_Page excerpt_
▼

Step 2 - Get an EPC (required before marketing)

By law you must have a valid Energy Performance Certificate (EPC) available before you market your home for sale. An EPC rates the property's energy efficiency and is produced by an accredited assessor after a short visit. You can check whether you already have a current one, or find an assessor, using the government's find an energy certificate service. Do not start advertising until the certificate is in place. For the full detail on timing, validity and what to expect, read our EPC when selling guide.

Step 3 - Gather your paperwork

Getting your documents together early avoids delays later. Typically you will need your title documents (proof you own the property), the TA6 property information form (the current sixth edition), the TA10 fittings and contents form, and any leasehold or warranty paperwork that applies to your home. The TA6 is where you set out a great deal of the detail buyers and their solicitors rely on, so it is worth completing carefully and honestly. Our guide to the TA6 property information form explains each section. If your property is leasehold, you may have additional management or service-charge paperwork to collect - gather what you can while you wait for offers.

▲

_Raw records_
▼

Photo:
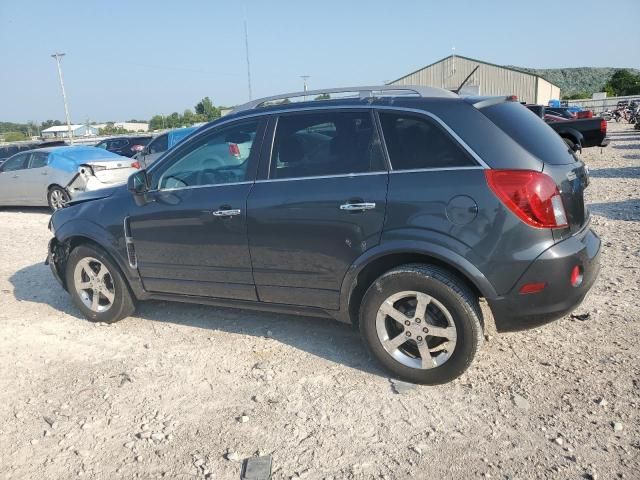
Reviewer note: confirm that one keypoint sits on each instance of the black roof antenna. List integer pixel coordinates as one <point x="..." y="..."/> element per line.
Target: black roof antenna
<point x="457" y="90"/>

▲
▼

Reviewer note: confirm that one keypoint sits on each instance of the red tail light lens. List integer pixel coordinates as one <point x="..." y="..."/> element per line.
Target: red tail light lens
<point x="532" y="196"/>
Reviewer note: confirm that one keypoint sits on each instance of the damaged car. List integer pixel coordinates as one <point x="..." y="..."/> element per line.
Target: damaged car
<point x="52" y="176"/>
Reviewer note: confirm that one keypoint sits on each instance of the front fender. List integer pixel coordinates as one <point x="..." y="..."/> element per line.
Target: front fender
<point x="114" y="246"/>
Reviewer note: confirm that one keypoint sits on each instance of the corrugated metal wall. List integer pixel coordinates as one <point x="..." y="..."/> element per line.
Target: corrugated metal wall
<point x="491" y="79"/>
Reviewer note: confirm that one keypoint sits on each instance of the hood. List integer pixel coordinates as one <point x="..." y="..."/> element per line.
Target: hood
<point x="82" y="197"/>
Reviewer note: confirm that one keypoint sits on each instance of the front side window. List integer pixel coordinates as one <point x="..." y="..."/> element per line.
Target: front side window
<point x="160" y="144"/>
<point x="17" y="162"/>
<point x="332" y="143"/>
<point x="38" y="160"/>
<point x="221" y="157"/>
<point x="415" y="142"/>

▲

_To be done_
(1) Answer these questions from the home-selling steps:
(a) Who produces an EPC?
(b) What is the TA10 form for?
(c) Which edition of the TA6 property information form is current?
(2) From the home-selling steps, return the part that opens with the words containing "Getting your documents" and closes with "wait for offers.".

_Expected outputs_
(1)
(a) An accredited assessor, after a short visit.
(b) Fittings and contents.
(c) The sixth edition.

(2)
Getting your documents together early avoids delays later. Typically you will need your title documents (proof you own the property), the TA6 property information form (the current sixth edition), the TA10 fittings and contents form, and any leasehold or warranty paperwork that applies to your home. The TA6 is where you set out a great deal of the detail buyers and their solicitors rely on, so it is worth completing carefully and honestly. Our guide to the TA6 property information form explains each section. If your property is leasehold, you may have additional management or service-charge paperwork to collect - gather what you can while you wait for offers.